Siapa yang tak gemas melihat lenggak-lenggok sekawanan gajah? Hewan gempal ini menunjukkan gerak-gerik yang anggun. Kecerdasannya yang super membuat banyak wisatawan terkagum-kagum Celakanya, banyak turis yang kebablasan menganggumi si gajah hingga mereka pun memutuskan untuk menunggangi gajah tanpa tahu kisah suram di baliknya.
Fakta menyedihkan akibat menunggangi gajah ini terungkap dan viral di sosial media, setelah seorang influencer instagram bernama Iqbal Himawan_ mengunggah foto bersama dua ekor gajah dengan caption yang menyayat.
Dalam tulisannya, Iqbal Himawan_ mengungkap rahasia yang tak banyak diketahui turis-turis.
“Struktur punggung gajah terdiri dari tonjolan tulang-tulang tajam yang hanya dilapisi jaringan tipis. Lebih parah lagi saat dikasih dudukan akan semakin melukai dan menyebabkan cedera tulang belakang jangka panjang pada gajah. Kita aja kalau tulang belakang sakit sedikit langsung teriak, mengeluh gak henti-henti. Nah, gajah bisa apa?” kata Iqbal Himawan.
Hal senada pun diungkapkan oleh pendiri perusahaan perjalanan Interpid Travel, Geoff Manchester. Geoff mengajak wisatawan untuk lebih kritis memahami betapa menyakitkannya proses domestifikasi gajah.
“Gajah tak pernah didomestifikasi seperti anjing dan kuda. Meski lahir di penangkaran, gajah tetap hewan liar, dan orang harus ‘menghancurkannya’ supaya ia dapat dikendarai turis dan melakukan pertunjukkan,” katanya.
Selain struktur tulang punggung gajah yang rapuh, tak banyak yang tahu, untuk menjinakkan gajah-gajah tersebut, para pawang harus merantai agar ruang geraknya terbatas. Mereka dipukuli, dilukai, dipaksa bertindak sesuai perintah. Alasan semua ini adalah untuk mengubah perilaku gajah agar lebih disiplin. Nahasnya, apa yang dilakukan manusia ini justru berdampak buruk bagi gajah.
Di Indonesia, eksploitasi gajah juga terjadi di beberapa tempat wisata. Jika Anda berkunjung di Kebun Binatang Margasatwa Semarang, Anda akan menemukan seekor gajah yang sudah cukup tua tapi tetap saja diminta untuk melayani permintaan pengunjung bonbin. Dengan pelana di punggung dan kaki di kerangkeng rantai besi, gajah berjalan memutar.

# Baris yang diambil dari sebuah koleksi:
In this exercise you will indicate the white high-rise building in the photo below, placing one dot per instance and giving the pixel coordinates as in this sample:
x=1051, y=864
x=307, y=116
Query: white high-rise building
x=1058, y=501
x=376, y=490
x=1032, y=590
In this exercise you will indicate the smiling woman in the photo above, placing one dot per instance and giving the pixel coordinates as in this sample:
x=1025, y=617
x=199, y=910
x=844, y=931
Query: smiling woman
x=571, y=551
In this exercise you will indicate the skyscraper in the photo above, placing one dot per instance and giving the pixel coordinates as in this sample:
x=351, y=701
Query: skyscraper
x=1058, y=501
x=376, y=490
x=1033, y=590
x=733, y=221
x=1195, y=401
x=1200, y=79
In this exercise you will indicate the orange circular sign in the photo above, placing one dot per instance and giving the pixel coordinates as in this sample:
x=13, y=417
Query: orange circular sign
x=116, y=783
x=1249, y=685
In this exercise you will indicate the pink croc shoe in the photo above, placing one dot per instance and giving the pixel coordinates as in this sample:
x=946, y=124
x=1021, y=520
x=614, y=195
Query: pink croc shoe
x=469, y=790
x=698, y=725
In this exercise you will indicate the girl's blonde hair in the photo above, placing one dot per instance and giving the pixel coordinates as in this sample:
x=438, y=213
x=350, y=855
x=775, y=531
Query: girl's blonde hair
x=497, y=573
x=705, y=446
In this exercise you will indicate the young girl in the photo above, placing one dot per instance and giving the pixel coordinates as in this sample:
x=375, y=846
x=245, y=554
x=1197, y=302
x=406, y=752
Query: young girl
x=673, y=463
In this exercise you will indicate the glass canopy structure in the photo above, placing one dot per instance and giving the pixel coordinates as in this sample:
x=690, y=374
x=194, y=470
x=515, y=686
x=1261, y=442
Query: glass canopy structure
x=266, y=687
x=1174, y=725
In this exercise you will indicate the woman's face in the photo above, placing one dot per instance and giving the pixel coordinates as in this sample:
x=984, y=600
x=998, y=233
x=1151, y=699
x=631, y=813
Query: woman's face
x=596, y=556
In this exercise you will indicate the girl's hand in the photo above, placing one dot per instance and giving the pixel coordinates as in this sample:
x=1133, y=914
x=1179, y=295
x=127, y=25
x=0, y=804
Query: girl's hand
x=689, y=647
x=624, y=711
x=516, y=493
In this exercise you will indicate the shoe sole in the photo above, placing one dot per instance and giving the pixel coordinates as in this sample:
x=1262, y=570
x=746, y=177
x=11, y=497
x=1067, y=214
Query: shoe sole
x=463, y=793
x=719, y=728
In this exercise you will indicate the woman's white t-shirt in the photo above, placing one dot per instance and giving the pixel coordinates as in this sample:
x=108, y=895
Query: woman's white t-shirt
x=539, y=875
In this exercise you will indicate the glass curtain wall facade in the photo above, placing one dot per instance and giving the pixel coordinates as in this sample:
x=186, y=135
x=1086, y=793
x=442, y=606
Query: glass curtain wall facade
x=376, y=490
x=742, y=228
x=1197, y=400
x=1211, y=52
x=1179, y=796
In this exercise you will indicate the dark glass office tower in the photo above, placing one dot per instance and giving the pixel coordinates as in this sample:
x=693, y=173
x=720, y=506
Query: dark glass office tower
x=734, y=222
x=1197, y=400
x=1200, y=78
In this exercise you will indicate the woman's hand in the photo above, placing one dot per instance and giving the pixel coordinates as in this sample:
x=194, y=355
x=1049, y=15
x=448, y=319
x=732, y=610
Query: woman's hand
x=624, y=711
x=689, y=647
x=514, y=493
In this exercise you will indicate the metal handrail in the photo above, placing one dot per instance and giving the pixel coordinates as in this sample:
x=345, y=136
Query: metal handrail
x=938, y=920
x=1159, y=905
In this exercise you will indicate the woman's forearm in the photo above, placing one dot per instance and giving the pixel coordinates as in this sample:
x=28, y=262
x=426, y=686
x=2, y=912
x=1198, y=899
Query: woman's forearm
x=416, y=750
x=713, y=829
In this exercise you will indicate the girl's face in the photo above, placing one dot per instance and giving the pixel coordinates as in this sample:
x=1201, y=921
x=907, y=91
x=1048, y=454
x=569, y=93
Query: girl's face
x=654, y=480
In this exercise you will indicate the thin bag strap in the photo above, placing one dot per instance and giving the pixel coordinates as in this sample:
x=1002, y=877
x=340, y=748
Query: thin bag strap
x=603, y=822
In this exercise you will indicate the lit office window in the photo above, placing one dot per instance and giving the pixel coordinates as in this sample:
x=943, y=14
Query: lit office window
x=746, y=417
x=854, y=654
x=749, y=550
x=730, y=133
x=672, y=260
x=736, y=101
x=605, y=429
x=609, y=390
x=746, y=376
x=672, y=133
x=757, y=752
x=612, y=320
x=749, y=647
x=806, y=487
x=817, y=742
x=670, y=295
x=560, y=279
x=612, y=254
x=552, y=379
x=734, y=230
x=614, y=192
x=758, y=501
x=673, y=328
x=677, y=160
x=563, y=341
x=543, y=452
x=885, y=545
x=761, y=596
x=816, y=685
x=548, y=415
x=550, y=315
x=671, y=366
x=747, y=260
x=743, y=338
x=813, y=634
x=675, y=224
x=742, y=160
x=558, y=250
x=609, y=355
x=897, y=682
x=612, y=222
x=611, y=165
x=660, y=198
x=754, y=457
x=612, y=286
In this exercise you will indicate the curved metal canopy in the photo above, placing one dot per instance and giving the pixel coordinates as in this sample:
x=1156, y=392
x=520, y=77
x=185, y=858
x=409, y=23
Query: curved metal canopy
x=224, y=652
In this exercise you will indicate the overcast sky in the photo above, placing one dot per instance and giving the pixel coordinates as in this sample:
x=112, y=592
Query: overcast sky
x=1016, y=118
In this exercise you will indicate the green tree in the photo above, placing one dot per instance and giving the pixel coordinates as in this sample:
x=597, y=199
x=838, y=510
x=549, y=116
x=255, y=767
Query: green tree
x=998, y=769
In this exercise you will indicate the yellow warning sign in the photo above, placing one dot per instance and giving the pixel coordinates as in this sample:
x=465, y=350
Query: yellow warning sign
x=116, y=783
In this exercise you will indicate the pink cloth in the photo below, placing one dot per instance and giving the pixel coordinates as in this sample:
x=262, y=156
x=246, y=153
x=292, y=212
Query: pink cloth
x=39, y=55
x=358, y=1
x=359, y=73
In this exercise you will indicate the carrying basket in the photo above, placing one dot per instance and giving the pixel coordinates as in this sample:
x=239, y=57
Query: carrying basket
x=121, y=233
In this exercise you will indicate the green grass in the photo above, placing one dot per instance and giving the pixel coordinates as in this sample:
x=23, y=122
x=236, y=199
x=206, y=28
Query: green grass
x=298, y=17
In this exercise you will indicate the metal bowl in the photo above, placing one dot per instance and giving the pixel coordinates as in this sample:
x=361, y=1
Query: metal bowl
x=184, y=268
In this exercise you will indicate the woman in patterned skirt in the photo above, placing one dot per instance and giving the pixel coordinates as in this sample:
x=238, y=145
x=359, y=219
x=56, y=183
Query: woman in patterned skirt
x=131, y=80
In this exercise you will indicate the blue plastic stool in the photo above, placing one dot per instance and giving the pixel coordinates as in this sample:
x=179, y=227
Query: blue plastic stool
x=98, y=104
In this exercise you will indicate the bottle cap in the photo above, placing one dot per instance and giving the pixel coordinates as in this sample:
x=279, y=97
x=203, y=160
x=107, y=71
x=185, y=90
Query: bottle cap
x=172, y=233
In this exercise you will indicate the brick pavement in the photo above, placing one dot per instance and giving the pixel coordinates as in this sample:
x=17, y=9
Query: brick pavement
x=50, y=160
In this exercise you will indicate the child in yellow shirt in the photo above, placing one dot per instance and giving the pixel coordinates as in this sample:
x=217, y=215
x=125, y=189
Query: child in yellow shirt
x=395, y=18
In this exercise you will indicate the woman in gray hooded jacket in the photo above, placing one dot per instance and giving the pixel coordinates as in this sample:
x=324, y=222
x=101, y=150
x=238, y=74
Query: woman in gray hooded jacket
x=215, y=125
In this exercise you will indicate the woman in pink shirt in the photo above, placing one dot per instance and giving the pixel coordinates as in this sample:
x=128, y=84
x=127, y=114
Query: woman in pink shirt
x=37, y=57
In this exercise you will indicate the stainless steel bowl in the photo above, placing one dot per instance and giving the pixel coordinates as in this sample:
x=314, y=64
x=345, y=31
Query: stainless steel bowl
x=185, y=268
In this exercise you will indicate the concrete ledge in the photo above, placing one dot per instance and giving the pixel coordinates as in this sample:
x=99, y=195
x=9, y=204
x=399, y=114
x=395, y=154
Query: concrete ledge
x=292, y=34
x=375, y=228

# TUGAS ANDA:
Ambil bagian artikel tentang menunggangi gajah antara "Di Indonesia, eksploitasi" dan "gajah berjalan memutar.", keduanya ikut disertakan. Salin kata demi kata tanpa perubahan.

# HASIL LATIHAN:
Di Indonesia, eksploitasi gajah juga terjadi di beberapa tempat wisata. Jika Anda berkunjung di Kebun Binatang Margasatwa Semarang, Anda akan menemukan seekor gajah yang sudah cukup tua tapi tetap saja diminta untuk melayani permintaan pengunjung bonbin. Dengan pelana di punggung dan kaki di kerangkeng rantai besi, gajah berjalan memutar.